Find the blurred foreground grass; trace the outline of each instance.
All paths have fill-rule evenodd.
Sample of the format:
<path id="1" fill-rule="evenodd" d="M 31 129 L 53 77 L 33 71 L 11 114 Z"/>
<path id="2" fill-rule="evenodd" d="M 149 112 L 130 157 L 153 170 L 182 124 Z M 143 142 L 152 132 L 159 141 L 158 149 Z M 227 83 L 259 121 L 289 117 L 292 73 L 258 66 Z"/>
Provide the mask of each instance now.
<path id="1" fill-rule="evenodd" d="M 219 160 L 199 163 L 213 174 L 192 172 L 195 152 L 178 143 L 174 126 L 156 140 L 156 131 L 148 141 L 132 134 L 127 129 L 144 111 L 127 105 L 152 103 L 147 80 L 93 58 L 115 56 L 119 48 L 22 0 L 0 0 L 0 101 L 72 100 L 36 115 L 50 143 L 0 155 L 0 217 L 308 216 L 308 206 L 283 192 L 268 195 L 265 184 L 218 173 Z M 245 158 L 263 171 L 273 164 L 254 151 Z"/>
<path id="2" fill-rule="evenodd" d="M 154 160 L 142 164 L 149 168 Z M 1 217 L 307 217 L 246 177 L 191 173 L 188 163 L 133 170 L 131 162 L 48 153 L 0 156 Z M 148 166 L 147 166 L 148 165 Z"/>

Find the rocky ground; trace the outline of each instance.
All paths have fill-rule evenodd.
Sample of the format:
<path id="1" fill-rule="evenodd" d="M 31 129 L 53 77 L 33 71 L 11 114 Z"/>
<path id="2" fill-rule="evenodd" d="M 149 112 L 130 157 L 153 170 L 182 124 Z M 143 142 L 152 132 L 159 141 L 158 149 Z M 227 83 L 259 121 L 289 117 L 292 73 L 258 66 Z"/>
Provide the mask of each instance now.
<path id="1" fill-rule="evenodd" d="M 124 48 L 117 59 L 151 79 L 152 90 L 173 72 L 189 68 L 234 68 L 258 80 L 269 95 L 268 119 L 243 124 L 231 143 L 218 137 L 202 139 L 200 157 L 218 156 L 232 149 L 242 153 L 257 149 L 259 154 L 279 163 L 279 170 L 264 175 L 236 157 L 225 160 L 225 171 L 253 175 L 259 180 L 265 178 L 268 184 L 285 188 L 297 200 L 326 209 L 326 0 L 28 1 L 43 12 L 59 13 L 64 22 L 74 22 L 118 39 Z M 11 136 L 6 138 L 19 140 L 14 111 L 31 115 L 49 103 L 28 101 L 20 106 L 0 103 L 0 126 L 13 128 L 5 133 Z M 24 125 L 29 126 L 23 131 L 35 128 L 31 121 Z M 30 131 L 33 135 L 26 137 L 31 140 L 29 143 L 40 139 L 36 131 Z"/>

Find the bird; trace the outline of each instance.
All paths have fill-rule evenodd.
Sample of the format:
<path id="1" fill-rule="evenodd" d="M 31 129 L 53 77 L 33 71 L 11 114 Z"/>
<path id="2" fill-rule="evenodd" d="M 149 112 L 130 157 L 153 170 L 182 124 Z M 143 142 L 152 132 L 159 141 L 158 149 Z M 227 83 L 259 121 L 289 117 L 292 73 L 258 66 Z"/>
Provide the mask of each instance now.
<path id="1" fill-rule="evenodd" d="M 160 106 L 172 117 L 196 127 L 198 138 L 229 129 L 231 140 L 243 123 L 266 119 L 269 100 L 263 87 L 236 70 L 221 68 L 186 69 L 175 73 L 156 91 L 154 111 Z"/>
####
*WHAT IS NEEDED*:
Starting at the line that contains "Find the bird;" and continuing through the end of the rows, copy every line again, requests included, but multiply each coordinate in the answer paths by 0.55 and round to whole numbers, with halves rounded up. Leave the numbers in the requests and in their format samples unchanged.

*WRITTEN RESPONSE*:
Find the bird; trace the outline of each instance.
All paths have fill-rule evenodd.
Sample of the format:
<path id="1" fill-rule="evenodd" d="M 31 129 L 53 77 L 33 71 L 11 114 Z"/>
<path id="2" fill-rule="evenodd" d="M 149 112 L 130 157 L 153 170 L 182 124 Z M 143 142 L 152 132 L 159 141 L 158 149 Z M 227 83 L 259 121 L 289 117 L 292 73 L 258 66 Z"/>
Provide the mask of each instance now.
<path id="1" fill-rule="evenodd" d="M 88 58 L 95 64 L 108 70 L 109 76 L 126 71 L 127 77 L 134 68 L 146 65 L 148 55 L 145 48 L 130 39 L 122 37 L 102 38 L 96 40 L 86 50 L 85 61 Z"/>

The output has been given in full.